• _Data for processing_:
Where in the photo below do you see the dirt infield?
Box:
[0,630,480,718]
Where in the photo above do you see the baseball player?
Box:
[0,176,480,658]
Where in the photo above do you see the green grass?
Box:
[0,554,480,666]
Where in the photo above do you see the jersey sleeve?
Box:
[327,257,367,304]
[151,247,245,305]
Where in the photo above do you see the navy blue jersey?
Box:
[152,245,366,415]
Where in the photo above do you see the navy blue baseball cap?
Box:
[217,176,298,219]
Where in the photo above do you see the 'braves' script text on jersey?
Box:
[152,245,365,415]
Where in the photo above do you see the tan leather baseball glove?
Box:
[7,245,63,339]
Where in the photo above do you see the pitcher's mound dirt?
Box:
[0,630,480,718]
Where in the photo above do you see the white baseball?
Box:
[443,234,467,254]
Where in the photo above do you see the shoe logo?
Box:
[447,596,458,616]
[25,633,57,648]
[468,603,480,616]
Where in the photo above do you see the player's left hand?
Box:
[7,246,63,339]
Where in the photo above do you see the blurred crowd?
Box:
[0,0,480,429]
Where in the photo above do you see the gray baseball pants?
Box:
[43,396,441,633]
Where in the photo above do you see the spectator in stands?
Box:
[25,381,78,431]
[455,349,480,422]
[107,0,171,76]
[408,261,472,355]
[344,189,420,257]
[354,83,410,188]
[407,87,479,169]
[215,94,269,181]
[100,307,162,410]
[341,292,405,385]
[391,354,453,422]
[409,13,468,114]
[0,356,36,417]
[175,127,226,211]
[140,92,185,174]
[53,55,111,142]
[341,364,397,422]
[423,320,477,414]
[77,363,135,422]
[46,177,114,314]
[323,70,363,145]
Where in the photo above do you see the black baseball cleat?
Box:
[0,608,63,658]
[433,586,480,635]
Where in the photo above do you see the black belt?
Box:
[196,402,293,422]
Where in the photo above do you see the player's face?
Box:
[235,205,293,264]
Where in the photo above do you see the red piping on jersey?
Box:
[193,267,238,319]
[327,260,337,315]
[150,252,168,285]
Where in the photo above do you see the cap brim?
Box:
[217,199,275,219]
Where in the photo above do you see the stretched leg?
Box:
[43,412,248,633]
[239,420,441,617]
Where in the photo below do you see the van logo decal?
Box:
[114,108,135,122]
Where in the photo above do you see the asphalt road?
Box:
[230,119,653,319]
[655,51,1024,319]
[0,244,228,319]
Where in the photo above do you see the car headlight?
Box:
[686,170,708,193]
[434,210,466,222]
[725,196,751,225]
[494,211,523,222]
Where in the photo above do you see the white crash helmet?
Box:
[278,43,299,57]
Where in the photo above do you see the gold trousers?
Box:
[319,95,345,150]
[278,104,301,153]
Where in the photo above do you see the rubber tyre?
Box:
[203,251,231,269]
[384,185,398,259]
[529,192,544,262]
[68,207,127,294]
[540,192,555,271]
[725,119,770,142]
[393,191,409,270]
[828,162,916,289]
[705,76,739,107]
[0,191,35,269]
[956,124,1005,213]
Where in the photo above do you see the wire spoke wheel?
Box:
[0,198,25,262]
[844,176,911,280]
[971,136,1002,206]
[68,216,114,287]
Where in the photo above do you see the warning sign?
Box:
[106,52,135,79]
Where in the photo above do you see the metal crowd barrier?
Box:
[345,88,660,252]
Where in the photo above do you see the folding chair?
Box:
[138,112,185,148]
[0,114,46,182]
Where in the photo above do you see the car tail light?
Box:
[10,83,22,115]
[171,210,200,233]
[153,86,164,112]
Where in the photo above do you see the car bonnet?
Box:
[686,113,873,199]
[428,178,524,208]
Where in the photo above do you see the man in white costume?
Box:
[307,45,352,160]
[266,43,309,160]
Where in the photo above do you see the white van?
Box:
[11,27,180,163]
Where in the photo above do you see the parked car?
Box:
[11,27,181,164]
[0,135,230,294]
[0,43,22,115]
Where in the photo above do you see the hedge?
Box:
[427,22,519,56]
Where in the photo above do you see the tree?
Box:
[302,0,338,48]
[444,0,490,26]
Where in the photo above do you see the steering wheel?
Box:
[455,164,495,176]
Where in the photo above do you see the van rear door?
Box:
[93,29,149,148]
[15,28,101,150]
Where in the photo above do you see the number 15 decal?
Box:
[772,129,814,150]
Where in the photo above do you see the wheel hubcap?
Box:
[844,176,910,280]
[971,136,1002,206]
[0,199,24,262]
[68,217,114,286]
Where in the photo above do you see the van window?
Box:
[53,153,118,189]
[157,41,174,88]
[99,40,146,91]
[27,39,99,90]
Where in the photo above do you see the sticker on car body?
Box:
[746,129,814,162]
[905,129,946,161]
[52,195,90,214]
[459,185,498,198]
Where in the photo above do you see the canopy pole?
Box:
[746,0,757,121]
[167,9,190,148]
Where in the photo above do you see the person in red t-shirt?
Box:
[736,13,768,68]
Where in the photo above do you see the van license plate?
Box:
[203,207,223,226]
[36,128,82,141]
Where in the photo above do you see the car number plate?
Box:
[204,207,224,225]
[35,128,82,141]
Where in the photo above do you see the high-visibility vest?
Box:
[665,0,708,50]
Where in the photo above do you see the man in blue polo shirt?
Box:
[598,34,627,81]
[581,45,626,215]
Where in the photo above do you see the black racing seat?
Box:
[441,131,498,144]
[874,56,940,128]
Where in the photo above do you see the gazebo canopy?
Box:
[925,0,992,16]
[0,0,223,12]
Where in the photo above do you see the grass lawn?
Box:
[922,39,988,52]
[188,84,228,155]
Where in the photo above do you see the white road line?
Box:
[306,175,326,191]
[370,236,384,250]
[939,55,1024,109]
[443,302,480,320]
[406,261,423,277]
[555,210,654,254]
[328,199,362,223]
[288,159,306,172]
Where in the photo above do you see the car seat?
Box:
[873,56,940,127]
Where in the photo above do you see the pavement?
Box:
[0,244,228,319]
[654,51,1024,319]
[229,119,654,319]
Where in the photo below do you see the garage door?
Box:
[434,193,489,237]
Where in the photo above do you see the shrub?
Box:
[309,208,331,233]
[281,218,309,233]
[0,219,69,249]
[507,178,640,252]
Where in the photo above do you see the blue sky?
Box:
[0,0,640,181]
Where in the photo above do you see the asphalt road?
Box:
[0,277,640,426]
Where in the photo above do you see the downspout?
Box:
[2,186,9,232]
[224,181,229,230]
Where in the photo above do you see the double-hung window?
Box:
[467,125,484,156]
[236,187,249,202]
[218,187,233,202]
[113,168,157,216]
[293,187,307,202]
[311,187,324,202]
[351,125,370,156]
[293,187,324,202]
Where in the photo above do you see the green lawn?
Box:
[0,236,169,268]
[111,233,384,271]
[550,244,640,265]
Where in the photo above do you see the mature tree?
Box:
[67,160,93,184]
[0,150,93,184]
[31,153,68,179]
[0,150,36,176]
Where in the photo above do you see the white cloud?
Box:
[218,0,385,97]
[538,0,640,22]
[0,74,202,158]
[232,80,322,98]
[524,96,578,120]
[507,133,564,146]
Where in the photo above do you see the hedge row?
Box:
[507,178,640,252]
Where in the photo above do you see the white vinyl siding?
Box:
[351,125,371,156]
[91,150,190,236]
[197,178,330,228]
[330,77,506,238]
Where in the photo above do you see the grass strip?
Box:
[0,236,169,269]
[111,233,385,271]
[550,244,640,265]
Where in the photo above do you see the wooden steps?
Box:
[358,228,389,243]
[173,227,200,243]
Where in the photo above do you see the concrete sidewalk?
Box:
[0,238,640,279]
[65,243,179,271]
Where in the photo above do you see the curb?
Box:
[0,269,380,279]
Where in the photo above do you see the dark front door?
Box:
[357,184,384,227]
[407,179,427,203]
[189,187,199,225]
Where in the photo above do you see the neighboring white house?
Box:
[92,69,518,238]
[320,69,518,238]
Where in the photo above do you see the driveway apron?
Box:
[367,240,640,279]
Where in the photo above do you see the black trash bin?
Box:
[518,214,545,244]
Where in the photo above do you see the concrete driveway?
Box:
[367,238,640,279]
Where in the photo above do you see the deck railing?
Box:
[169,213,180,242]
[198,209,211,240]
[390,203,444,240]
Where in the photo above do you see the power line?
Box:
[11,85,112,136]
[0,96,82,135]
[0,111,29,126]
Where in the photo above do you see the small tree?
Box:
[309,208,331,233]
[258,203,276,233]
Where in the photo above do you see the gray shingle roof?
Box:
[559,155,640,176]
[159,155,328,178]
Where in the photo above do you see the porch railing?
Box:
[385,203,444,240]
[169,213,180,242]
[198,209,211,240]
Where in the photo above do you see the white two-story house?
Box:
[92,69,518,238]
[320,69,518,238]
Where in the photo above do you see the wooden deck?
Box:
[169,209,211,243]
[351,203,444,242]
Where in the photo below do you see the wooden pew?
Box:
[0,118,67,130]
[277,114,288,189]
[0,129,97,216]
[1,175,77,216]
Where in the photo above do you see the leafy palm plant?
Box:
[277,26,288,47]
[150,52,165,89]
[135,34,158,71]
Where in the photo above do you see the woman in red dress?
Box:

• _Your task_: Can you reproduce everything from the line containing "Where in the photo above do you see the car seat?" down to the line containing "[434,193,489,237]", renaming "pavement" to "asphalt" and leaving the rest unchanged?

• _Result for this task_:
Where in the photo above do you see the car seat?
Box:
[873,56,940,127]
Where in the photo above do you see the asphalt?
Box:
[0,244,228,319]
[654,51,1024,319]
[229,119,654,319]
Where in the photo below do you see the garage door?
Box:
[434,193,489,237]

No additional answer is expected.